Collected data
== Segment start ==

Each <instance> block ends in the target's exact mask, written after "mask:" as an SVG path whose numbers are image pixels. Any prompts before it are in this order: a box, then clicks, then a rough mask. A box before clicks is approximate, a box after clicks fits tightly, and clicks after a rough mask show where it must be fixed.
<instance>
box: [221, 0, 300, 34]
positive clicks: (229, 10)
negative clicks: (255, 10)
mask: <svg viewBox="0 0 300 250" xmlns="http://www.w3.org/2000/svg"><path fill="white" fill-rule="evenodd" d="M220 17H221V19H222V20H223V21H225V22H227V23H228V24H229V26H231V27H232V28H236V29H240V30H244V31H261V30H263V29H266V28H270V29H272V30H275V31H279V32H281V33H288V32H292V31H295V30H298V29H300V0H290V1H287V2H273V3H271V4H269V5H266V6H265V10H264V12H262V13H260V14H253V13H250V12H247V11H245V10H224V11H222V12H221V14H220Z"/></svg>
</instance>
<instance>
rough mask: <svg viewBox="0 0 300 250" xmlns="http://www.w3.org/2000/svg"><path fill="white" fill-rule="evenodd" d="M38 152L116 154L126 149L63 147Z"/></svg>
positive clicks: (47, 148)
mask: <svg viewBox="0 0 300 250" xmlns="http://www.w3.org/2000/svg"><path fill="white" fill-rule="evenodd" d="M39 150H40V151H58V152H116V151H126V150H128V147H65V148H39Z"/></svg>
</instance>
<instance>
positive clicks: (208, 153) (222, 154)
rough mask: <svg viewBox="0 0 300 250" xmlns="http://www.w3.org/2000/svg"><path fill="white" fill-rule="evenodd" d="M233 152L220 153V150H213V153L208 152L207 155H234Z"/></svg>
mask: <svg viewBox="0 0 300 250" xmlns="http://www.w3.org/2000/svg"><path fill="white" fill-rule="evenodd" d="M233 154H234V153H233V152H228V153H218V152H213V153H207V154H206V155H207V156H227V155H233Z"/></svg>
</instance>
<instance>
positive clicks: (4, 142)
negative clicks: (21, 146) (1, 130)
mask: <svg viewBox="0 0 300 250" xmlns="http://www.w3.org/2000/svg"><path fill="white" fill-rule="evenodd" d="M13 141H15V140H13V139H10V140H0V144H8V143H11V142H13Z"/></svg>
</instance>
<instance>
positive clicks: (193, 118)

== Segment end ==

Task objective :: Every single record must be transcribed exactly as it stands.

Task result ::
Each <instance> block ends in the target's exact mask, written after "mask:" as an SVG path whose numbers are image pixels. Any prompts before it are in this order: a box, then clicks, then a rough mask. A box before clicks is approximate, a box after clicks fits tightly, and clicks after a rough mask show where it must be fixed.
<instance>
box: [221, 0, 300, 34]
positive clicks: (229, 10)
negative clicks: (255, 10)
mask: <svg viewBox="0 0 300 250" xmlns="http://www.w3.org/2000/svg"><path fill="white" fill-rule="evenodd" d="M220 17H221V19H222V20H223V21H225V22H227V23H228V24H229V26H231V27H232V28H236V29H240V30H244V31H261V30H263V29H266V28H270V29H272V30H275V31H279V32H281V33H288V32H292V31H295V30H298V29H300V0H290V1H287V2H273V3H271V4H269V5H266V6H265V10H264V12H262V13H260V14H253V13H250V12H247V11H245V10H224V11H222V12H221V14H220Z"/></svg>
</instance>
<instance>
rough mask: <svg viewBox="0 0 300 250" xmlns="http://www.w3.org/2000/svg"><path fill="white" fill-rule="evenodd" d="M38 152L116 154L126 149L63 147Z"/></svg>
positive clicks: (47, 148)
mask: <svg viewBox="0 0 300 250" xmlns="http://www.w3.org/2000/svg"><path fill="white" fill-rule="evenodd" d="M39 150H40V151H58V152H116V151H126V150H128V147H65V148H39Z"/></svg>
</instance>
<instance>
positive clicks: (208, 153) (222, 154)
rough mask: <svg viewBox="0 0 300 250" xmlns="http://www.w3.org/2000/svg"><path fill="white" fill-rule="evenodd" d="M233 152L220 153V150H213V153L208 152L207 155H234Z"/></svg>
mask: <svg viewBox="0 0 300 250" xmlns="http://www.w3.org/2000/svg"><path fill="white" fill-rule="evenodd" d="M233 154H234V153H233V152H228V153H218V152H213V153H207V154H206V155H207V156H227V155H233Z"/></svg>
</instance>
<instance>
positive clicks: (4, 142)
negative clicks: (21, 146) (1, 130)
mask: <svg viewBox="0 0 300 250" xmlns="http://www.w3.org/2000/svg"><path fill="white" fill-rule="evenodd" d="M13 141H15V140H13V139H10V140H0V144H8V143H11V142H13Z"/></svg>
</instance>
<instance>
positive clicks: (193, 118)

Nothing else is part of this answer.